● **DEINE AUFGABE**:
Entnimm dem Text über die Kadscharenzeit wortgetreu die Passage von „Auf den Fotos“ bis einschließlich „ist beides verwirrend.“.

Auf den Fotos aus der Kadscharen­zeit fällt noch etwas anderes auf: Die Haremsdamen, untenherum so lächerlich mädchenhaft kostümiert, schauen eher männlich-grimmig drein: Ihre Augenbrauen sind in der Mitte zu einem dunklen Balken zusammengewachsen, und einige Frauen tragen einen Anflug von Schnurrbart. Auf höfischen Gemälden derselben Ära werden Prinzen mit zarter Gestalt und femininen Gesichtszügen dargestellt. Für den heutigen Blick, ans Binäre gewöhnt, ist beides verwirrend.

Der schwarze Augenbrauen-Balken galt damals schlicht als schön: Auf einer ikonischen Darstellung iranisch-armenischer Herkunft ziert ihn die Maria genauso wie das Jesuskind. Was die weiblichen Schnurrbärte betrifft, lautet eine Deutung, Frauen hätten damals mit Jünglingen um die Gunst von Männern konkurrieren müssen: Es war bei Iranern der Oberschicht verbreitet, sich eine männliche Konkubine zu halten, einen Heranwachsenden mit einem allerersten zarten Anflug von Bart.

Augenbrauen-Balken als Schönheitsideal

In der Mitte des 19. Jahrhunderts seien weibliche und männliche Schönheitsideale noch erstaunlich ähnlich gewesen, meint die US-iranische Historikerin und Gender-Theoretikerin Afsaneh Najmabadi und zieht dafür auch Belege aus der Dichtung heran. Erst gegen Ende des 19. Jahrhunderts habe sich das zugunsten europäischer (und christlich-homophober) Haltungen geändert. Homosexualität wurde nun als rückschrittlich gebrandmarkt und war nicht länger gesellschaftsfähig. „Die iranische Modernität hat einiges an kultureller Energie aufgewandt, um die Erinnerung an diese Seite männlicher Sexualität auszulöschen“, schreibt Najmabadi.2

Allerdings darf die Ambiguität, die sich in den idealisierten Darstellungen findet, nicht mit den realen gesellschaftlichen Rollen der Geschlechter verwechselt werden. Der Schnurrbart verlieh den Haremsdamen keinerlei Macht. Welche sexuellen Beziehungen sie untereinander pflegten, darüber schweigt die Geschichte.

Iranische Intellektuelle sind heutzutage uneins, ob die lange Epoche der Kadscharen-Dynastie für Iran mehr Gutes oder mehr Schlechtes bewirkt hat. Jedenfalls zeigte sich bereits vor der Wende zum 20. Jahrhundert eine politische Gleichzeitigkeit, die sich durch Irans weitere Geschichte zieht: einerseits ein kämpferischer Argwohn gegenüber dem Westen; andererseits die Furcht, in den Augen der Westler nicht zu bestehen.

● **AUSZÜGE DER DATENSÄTZE**:
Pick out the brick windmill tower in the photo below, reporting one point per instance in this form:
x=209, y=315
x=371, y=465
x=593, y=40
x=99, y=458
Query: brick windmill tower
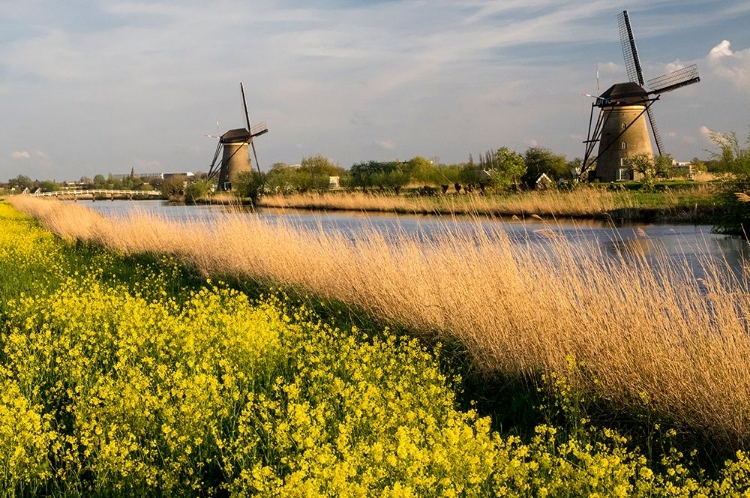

● **LÖSUNG DER AUFGABE**:
Auf den Fotos aus der Kadscharen­zeit fällt noch etwas anderes auf: Die Haremsdamen, untenherum so lächerlich mädchenhaft kostümiert, schauen eher männlich-grimmig drein: Ihre Augenbrauen sind in der Mitte zu einem dunklen Balken zusammengewachsen, und einige Frauen tragen einen Anflug von Schnurrbart. Auf höfischen Gemälden derselben Ära werden Prinzen mit zarter Gestalt und femininen Gesichtszügen dargestellt. Für den heutigen Blick, ans Binäre gewöhnt, ist beides verwirrend.